## Given records
---*---

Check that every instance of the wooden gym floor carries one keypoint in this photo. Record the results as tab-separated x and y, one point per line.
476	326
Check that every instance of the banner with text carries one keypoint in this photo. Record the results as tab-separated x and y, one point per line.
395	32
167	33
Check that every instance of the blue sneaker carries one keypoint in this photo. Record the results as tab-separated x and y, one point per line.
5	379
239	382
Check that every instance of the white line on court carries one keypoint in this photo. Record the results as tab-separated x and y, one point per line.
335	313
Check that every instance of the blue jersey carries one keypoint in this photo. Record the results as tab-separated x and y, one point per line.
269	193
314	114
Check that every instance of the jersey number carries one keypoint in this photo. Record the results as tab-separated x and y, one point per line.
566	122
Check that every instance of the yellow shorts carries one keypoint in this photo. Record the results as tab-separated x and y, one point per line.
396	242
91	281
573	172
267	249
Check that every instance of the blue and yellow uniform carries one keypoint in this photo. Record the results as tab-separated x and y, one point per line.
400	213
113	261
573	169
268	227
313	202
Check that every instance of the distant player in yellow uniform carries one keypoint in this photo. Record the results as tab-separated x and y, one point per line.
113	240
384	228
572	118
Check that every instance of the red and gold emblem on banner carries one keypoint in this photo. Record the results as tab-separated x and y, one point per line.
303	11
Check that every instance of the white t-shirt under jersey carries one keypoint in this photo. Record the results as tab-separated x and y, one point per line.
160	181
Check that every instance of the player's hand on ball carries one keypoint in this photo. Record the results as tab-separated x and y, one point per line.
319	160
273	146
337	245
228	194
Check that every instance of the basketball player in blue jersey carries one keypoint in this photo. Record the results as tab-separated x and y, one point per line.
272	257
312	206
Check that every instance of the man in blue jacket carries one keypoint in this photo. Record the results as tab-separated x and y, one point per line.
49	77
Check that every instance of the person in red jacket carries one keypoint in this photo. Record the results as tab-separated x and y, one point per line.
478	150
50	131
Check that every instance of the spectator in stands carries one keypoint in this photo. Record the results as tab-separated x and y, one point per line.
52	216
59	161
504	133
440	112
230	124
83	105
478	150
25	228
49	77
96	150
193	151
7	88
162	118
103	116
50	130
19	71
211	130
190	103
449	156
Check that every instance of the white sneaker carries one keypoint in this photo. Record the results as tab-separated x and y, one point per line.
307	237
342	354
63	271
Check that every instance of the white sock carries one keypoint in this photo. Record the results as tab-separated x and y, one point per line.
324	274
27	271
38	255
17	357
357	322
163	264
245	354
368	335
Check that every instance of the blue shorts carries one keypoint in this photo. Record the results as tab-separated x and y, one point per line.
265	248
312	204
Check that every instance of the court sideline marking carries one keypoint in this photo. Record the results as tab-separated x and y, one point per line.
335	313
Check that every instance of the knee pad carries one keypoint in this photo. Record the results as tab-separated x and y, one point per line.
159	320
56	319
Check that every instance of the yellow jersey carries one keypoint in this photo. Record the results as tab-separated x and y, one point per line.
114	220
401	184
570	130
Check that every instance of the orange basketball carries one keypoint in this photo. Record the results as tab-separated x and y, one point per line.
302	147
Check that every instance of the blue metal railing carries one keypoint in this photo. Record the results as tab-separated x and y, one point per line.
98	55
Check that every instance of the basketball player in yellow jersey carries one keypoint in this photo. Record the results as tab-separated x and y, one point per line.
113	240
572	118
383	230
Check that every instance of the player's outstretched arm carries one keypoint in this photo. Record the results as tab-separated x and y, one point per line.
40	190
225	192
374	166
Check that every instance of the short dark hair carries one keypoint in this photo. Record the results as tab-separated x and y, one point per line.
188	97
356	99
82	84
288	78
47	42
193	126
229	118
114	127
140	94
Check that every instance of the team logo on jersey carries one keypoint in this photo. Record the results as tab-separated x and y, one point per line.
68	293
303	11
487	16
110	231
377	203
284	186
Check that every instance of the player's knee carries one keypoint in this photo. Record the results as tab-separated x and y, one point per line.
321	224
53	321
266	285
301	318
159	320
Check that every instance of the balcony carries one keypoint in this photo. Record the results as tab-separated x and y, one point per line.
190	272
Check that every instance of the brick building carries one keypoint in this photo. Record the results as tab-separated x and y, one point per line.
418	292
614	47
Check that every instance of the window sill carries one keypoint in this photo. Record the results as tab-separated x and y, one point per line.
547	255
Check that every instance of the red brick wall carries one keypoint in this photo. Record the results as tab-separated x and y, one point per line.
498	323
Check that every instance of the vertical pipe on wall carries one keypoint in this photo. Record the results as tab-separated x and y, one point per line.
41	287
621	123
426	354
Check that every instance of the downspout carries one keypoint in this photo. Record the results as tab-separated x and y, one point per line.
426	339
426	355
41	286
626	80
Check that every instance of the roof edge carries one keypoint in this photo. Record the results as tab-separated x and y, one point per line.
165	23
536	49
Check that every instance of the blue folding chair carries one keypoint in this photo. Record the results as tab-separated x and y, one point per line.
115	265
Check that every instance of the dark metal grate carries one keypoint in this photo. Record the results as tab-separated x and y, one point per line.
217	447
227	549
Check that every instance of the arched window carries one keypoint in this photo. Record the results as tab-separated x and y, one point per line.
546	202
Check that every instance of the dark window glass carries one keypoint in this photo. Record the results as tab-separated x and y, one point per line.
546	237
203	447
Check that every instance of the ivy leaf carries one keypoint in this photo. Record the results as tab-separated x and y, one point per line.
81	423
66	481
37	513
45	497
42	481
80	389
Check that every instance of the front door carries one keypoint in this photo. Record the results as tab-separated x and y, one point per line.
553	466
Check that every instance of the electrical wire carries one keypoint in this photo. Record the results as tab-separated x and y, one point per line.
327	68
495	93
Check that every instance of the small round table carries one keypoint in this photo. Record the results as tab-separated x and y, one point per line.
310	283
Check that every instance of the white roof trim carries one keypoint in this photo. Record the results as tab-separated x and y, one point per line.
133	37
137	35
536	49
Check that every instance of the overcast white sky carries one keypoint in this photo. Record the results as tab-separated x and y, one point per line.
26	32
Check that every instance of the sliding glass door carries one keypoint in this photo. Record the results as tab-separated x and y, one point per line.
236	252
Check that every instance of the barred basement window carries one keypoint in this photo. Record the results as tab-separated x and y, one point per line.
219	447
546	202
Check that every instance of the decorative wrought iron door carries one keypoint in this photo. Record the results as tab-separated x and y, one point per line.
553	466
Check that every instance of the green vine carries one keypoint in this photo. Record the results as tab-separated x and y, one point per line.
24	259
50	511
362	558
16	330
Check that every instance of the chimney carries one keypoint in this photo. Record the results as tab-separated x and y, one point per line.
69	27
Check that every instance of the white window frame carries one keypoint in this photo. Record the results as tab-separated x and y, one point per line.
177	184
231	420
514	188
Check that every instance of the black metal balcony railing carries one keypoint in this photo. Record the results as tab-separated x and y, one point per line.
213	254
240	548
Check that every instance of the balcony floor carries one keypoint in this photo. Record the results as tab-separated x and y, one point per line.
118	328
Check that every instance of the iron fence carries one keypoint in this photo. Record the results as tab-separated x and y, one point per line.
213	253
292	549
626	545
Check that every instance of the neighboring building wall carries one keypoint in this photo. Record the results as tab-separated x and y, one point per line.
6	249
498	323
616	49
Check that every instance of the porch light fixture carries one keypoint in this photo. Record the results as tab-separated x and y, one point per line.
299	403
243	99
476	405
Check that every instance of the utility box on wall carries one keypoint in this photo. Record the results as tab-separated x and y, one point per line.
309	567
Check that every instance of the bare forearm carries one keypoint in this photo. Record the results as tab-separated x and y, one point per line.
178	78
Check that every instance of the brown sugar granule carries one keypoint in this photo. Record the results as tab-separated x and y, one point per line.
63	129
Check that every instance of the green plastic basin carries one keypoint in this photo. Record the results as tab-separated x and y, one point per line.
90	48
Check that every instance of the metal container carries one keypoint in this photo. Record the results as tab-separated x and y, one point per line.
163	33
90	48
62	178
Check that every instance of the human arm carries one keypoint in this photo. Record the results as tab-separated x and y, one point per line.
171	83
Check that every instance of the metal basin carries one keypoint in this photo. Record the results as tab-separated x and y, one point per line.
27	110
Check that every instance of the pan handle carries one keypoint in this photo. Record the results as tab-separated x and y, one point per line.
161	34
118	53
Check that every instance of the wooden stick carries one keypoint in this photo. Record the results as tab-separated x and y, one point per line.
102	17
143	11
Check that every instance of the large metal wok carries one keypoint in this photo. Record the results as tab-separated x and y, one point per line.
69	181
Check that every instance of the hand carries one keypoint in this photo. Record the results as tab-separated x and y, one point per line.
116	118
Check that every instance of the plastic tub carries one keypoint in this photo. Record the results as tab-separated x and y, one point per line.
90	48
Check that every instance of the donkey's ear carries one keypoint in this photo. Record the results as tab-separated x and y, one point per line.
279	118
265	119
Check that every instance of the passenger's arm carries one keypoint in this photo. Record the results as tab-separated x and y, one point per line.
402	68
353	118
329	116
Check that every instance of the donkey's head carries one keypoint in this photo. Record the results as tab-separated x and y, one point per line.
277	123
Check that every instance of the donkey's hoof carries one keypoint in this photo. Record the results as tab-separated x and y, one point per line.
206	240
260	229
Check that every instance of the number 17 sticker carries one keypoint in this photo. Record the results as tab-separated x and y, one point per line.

---*---

## Exercise requirements
With the line containing "Check that every instance of the donkey's hoof" as the first and the last line of the data as the final one, copy every line between them exactly, those two included.

## Exercise solution
Check that every instance of the donkey's hoof carries one keypoint in this photo. Record the results as tab-separated x and y, one point per line.
206	240
260	229
Check that every instance of the number 17 sticker carries one keypoint in this photo. Record the results as tab-separated x and y, one point per line.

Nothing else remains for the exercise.